---- Data records
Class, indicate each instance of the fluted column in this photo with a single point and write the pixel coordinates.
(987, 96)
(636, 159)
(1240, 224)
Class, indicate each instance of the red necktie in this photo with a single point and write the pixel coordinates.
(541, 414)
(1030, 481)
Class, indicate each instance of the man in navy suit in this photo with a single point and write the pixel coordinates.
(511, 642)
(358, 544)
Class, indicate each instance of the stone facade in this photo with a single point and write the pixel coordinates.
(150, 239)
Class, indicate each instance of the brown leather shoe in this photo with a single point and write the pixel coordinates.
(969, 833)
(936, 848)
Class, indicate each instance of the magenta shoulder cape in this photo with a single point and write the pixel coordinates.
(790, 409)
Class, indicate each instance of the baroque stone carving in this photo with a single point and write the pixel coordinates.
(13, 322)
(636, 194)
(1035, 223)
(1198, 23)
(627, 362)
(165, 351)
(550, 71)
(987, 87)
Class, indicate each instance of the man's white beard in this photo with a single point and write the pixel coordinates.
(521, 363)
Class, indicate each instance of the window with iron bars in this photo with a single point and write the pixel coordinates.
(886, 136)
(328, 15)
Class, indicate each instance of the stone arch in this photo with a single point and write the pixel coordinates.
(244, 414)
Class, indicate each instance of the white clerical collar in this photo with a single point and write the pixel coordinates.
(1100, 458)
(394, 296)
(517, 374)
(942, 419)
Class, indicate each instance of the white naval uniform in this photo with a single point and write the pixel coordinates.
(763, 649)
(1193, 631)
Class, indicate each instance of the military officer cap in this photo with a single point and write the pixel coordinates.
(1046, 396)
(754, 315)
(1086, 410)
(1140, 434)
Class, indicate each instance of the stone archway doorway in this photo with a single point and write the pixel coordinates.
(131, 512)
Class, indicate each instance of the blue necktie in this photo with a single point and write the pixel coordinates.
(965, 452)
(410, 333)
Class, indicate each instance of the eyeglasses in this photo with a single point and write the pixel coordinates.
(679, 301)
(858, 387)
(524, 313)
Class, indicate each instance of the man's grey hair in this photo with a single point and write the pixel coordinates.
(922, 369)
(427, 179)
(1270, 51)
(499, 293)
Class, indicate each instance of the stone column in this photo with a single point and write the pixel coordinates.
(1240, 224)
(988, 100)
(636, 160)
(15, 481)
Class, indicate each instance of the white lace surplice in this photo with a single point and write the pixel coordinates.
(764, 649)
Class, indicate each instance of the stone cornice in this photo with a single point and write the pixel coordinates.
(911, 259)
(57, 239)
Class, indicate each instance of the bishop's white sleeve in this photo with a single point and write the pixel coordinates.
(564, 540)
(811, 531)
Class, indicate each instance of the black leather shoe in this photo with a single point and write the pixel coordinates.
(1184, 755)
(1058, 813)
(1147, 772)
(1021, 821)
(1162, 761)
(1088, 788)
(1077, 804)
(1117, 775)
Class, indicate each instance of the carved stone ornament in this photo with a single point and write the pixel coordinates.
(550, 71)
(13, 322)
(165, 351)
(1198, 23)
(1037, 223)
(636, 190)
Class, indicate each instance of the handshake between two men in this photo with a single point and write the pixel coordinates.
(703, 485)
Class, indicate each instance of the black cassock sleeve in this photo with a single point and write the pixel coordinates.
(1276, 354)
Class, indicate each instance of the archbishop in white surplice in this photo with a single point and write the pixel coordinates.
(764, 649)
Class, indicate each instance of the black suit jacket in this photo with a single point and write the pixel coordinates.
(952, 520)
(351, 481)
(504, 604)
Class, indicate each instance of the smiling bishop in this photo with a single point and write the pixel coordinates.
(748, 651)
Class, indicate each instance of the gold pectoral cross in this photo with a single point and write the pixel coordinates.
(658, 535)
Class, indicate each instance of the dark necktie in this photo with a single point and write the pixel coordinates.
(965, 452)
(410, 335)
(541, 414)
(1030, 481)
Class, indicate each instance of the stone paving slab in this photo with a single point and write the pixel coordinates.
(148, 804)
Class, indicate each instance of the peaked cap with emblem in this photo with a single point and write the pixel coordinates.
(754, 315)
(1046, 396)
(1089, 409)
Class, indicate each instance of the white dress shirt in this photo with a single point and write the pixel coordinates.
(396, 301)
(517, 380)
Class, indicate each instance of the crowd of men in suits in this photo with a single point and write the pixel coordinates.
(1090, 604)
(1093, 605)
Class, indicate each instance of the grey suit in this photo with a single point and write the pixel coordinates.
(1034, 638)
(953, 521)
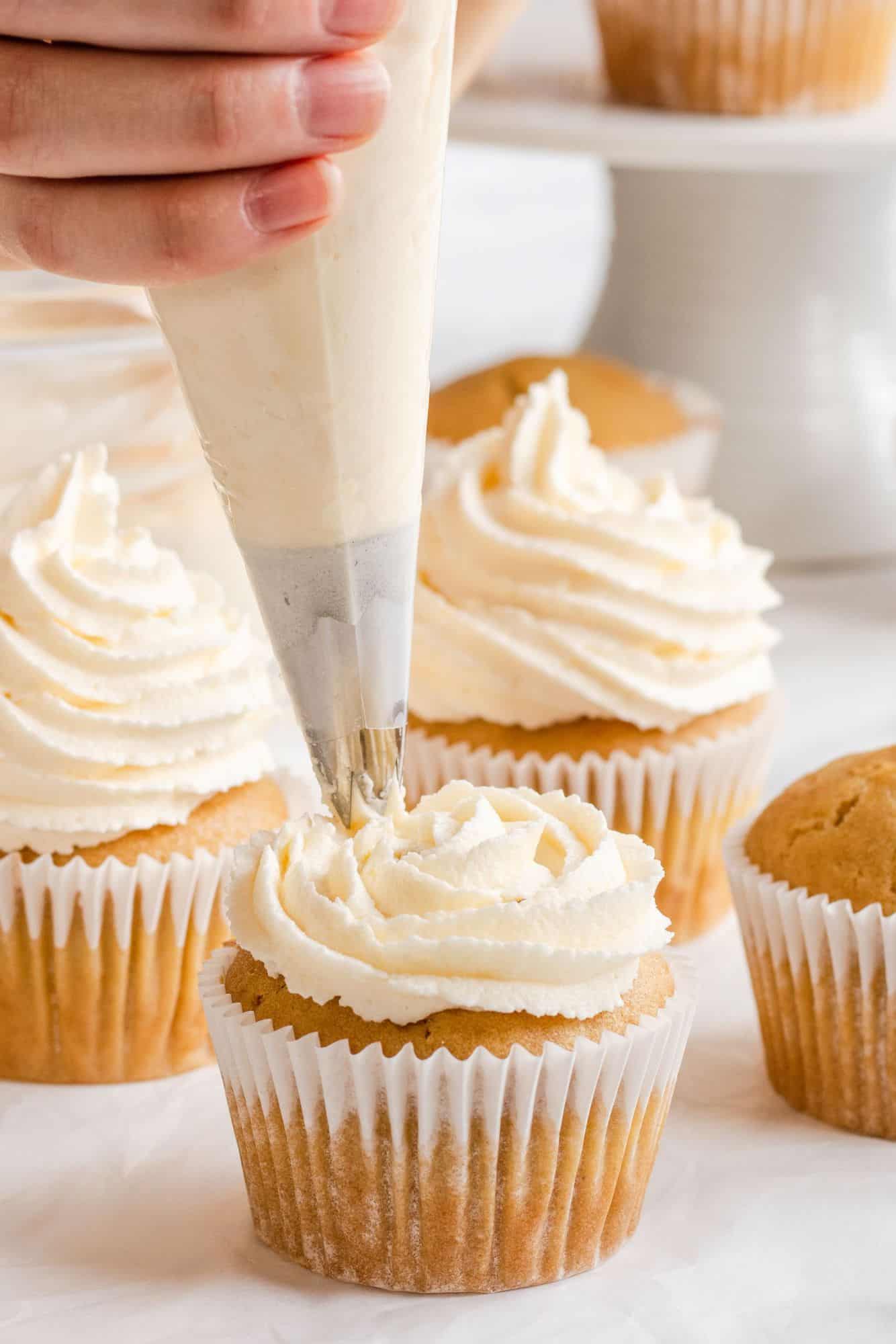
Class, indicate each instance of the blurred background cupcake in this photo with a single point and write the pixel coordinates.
(647, 423)
(84, 365)
(132, 716)
(815, 886)
(748, 58)
(464, 1017)
(584, 631)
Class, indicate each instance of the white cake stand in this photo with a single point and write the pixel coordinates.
(757, 257)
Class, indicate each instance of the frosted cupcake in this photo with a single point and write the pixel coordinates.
(449, 1041)
(813, 882)
(131, 760)
(584, 631)
(645, 423)
(750, 57)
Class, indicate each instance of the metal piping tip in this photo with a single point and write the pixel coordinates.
(363, 767)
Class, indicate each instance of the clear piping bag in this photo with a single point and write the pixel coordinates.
(308, 378)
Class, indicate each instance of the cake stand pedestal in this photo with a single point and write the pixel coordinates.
(760, 260)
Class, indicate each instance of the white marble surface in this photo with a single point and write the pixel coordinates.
(123, 1213)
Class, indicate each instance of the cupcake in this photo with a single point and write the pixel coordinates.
(584, 631)
(813, 884)
(748, 58)
(132, 760)
(449, 1041)
(649, 424)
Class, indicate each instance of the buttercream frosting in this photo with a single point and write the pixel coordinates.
(496, 900)
(555, 587)
(128, 691)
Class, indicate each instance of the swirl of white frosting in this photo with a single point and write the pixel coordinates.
(128, 691)
(554, 587)
(496, 900)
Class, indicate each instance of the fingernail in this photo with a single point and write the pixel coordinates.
(292, 196)
(358, 18)
(343, 99)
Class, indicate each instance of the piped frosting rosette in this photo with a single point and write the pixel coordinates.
(130, 696)
(554, 589)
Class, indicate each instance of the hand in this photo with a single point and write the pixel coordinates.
(178, 138)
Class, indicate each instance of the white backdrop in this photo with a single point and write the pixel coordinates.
(123, 1213)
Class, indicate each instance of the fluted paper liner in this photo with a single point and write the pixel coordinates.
(99, 967)
(825, 983)
(680, 802)
(445, 1175)
(748, 57)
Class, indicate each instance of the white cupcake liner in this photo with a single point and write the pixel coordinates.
(825, 983)
(99, 966)
(323, 1132)
(748, 56)
(682, 802)
(709, 773)
(190, 886)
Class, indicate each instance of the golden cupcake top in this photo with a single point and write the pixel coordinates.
(624, 408)
(456, 1030)
(834, 833)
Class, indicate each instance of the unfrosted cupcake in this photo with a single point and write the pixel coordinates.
(132, 759)
(647, 423)
(813, 882)
(584, 631)
(449, 1041)
(749, 57)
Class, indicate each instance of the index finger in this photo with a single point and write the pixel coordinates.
(260, 28)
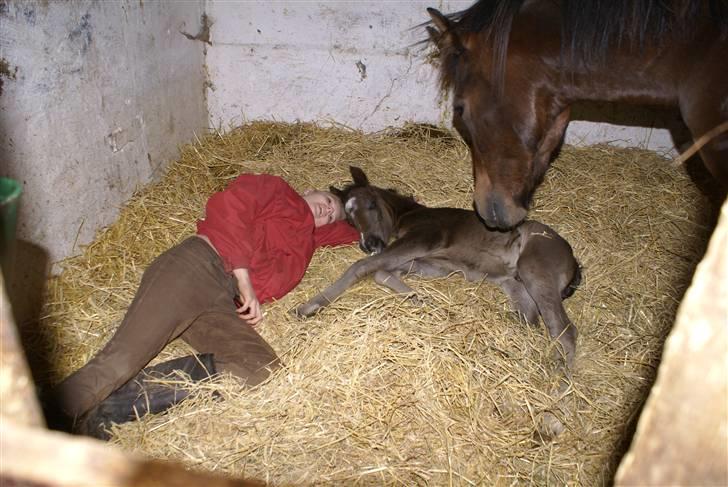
--------
Exclude the pictures and repeat the entries word for word.

### Answer to the exercise
Class, indicate each instance of the fluted column in this photo with a single point and write the pixel coordinates.
(987, 96)
(636, 159)
(1240, 224)
Class, indicate each instance of the red necktie in this photo with a single point and write the pixel coordinates.
(541, 414)
(1030, 481)
Class, indicate each instance of the man in navy suit in this photo with a single point and write the pixel coordinates.
(511, 642)
(358, 544)
Class, indicate each instance of the stone facade in this photo with a single point and write the pixel coordinates.
(150, 239)
Class, indicate each instance of the brown leather shoe in this photo with a single point and write the pixel coordinates.
(969, 833)
(936, 848)
Class, indicate each instance of the magenta shoulder cape in this photo with a single point and write the pixel coordinates.
(790, 409)
Class, indicate each instance of the baroque stone carving in this photo with a single point and write the pixel coordinates.
(13, 322)
(636, 194)
(1035, 223)
(1198, 23)
(627, 362)
(165, 351)
(550, 71)
(987, 87)
Class, indicate each instance of the man's white beard in this photo with a single point and write the pixel coordinates.
(521, 363)
Class, indicate each instance of the window with iron bars in this photo with a single point and write the pixel coordinates.
(886, 136)
(328, 15)
Class, indicate each instance of the stone arch in this photo with a single point and write the pixel coordinates.
(244, 414)
Class, indicate each instance of the white clerical collar in this photo with a single point and write the pixel coordinates.
(1100, 458)
(394, 296)
(517, 374)
(942, 419)
Class, indicate each instance of the white naval uniform in this photo with a single point and write the pixel coordinates.
(763, 649)
(1193, 631)
Class, indicate each instance of the military officer cap in this photo with a single point and write the pixel coordinates.
(1046, 396)
(754, 315)
(1086, 410)
(1140, 434)
Class, indicate each instance of the stone archway doorway in this photo with a single point and write the pixel coordinates.
(131, 512)
Class, indicate each instance of the blue necktie in this photo with a single point and write the pixel coordinates.
(965, 452)
(410, 333)
Class, indicate each instance of the eyeglasses in this photo with a single point and write the pixel coordinates.
(679, 301)
(858, 387)
(524, 313)
Class, indicate each instance of the man's grey hair in this photo with a single point and write the pixel coordinates.
(922, 369)
(427, 179)
(1270, 51)
(499, 293)
Class, indicate each instance of the stone column in this photo with a single point and write the pixel coordinates.
(1240, 224)
(988, 100)
(636, 160)
(15, 481)
Class, indicate each instance of the white lace surplice in this photo with a single point and write the pixel coordinates.
(764, 649)
Class, indicate each instance of the stone cornice in this photo with a single point and write the pixel coordinates.
(911, 259)
(57, 239)
Class, indicate each instance of the bishop's white sleeve in this photo with a single point and write the pixel coordinates.
(564, 540)
(811, 531)
Class, indicate each instance of the black leather shoe in this photo with a single point and write the pixel coordinates.
(1184, 755)
(1058, 813)
(1147, 772)
(1021, 821)
(1162, 761)
(1088, 788)
(1077, 804)
(1117, 775)
Class, indicate each instance of the carved stone ornament in this photo with a single point and write the pixel coordinates.
(550, 71)
(13, 322)
(165, 351)
(1198, 23)
(1037, 223)
(636, 190)
Class, indicate each instance of the handshake between two men in this photo with a single point and write the pixel coordinates.
(703, 485)
Class, indicate each instance of the black cassock sleeve in this photo with a single point and write the pixel coordinates.
(1276, 354)
Class, indicate each instance of the archbishop in white surplice in this photo with a single point and write the pixel coordinates.
(764, 649)
Class, indicate each instance of the black suit jacket in this photo with a single point and write the pixel coordinates.
(952, 520)
(351, 481)
(504, 604)
Class, indicate each instance of the smiling bishop in this photo with a single point and write the pixel coordinates.
(748, 651)
Class, indicate each instance of the gold pectoral cross in this photo with a single point and write the pixel coordinates.
(658, 535)
Class, indicate each instance of the dark necktie in this photo with a single point and write the pixel coordinates.
(965, 452)
(410, 335)
(541, 414)
(1030, 481)
Class, indicate each instance of the stone paving slab in this photo with a single point and write the pixel coordinates.
(148, 804)
Class, indicate each instance of the peaked cap with emblem in this photo with a single point and write the pixel coordinates.
(754, 315)
(1046, 396)
(1089, 409)
Class, indicate each instance of the white dress shirt in this photo with a single point and write the pixel coordinates.
(396, 301)
(517, 380)
Class, indicate each instance of the crowd of men in suits in this photo with a single point and write the pixel coordinates.
(1090, 604)
(1093, 605)
Class, indicate each instance of the grey suit in this photo with a single point and write the pixel coordinates.
(1034, 638)
(953, 521)
Class, indicate each instance of the blurred background cupcake in this photo with a single point and write the pixel coordinates.
(647, 423)
(84, 365)
(132, 716)
(815, 886)
(748, 58)
(464, 1017)
(584, 631)
Class, indicate each instance of the white cake stand in this photo with a single point and write the pixel coordinates.
(757, 257)
Class, indicate each instance of the frosted cupcake in this photo with a single point and write the pixel coordinates.
(449, 1041)
(813, 882)
(131, 760)
(584, 631)
(645, 423)
(750, 57)
Class, indicate each instance of the metal piping tip in this photo with a single point and write the pixel coordinates.
(363, 767)
Class, indicate each instance of the clear piping bag in this photo with a single point and write the pixel coordinates.
(308, 378)
Class, indicate each instance of the cake stand pedestal in this photo with a single point and write the pixel coordinates.
(760, 260)
Class, indicate each instance of the white marble surface in this photo with a single point and write the pixel coordinates.
(123, 1213)
Class, indicate each instance of the cupcake in this photo with a single point and write the pixel coordinates.
(584, 631)
(813, 884)
(748, 58)
(132, 760)
(449, 1041)
(649, 424)
Class, indicate each instance of the buttercream frosting in this photo with a single point and write the pixel coordinates.
(496, 900)
(555, 587)
(128, 691)
Class, indicate each instance of the swirl of white frosting in this photo with a single point and write the pixel coordinates.
(128, 691)
(554, 587)
(496, 900)
Class, indicate each instance of the fingernail in this photo with a single point and write the pixel coordinates.
(292, 196)
(358, 18)
(343, 99)
Class, indicate each instance of the piped frosting rosette in this photo with a single point and write the pixel coordinates.
(130, 696)
(554, 589)
Class, indicate each instance of the hand in this photo with a single point and write the pixel coordinates.
(178, 138)
Class, indicate each instance of the white backdrop in this photo with a single point and write the pixel coordinates.
(123, 1213)
Class, indicate each instance of the fluted paper liner in this photo with a single point and write the pixel coordinates.
(99, 967)
(825, 983)
(680, 802)
(445, 1175)
(748, 57)
Class, indicate each instance of the white cupcake liner in this photo with a single point and write the pixel coordinates.
(825, 983)
(99, 966)
(323, 1132)
(748, 56)
(682, 802)
(709, 773)
(190, 886)
Class, indicate each instance of the golden cupcake top in this photo with a single point and write the pixel coordinates.
(624, 408)
(456, 1030)
(834, 833)
Class, indicate each instance of the unfrosted cupcake in this photo with a single point and write the pixel coordinates.
(132, 759)
(647, 423)
(813, 882)
(584, 631)
(449, 1041)
(749, 57)
Class, indicate each instance of the index finger in this photo with a single point and write the pixel coordinates.
(260, 28)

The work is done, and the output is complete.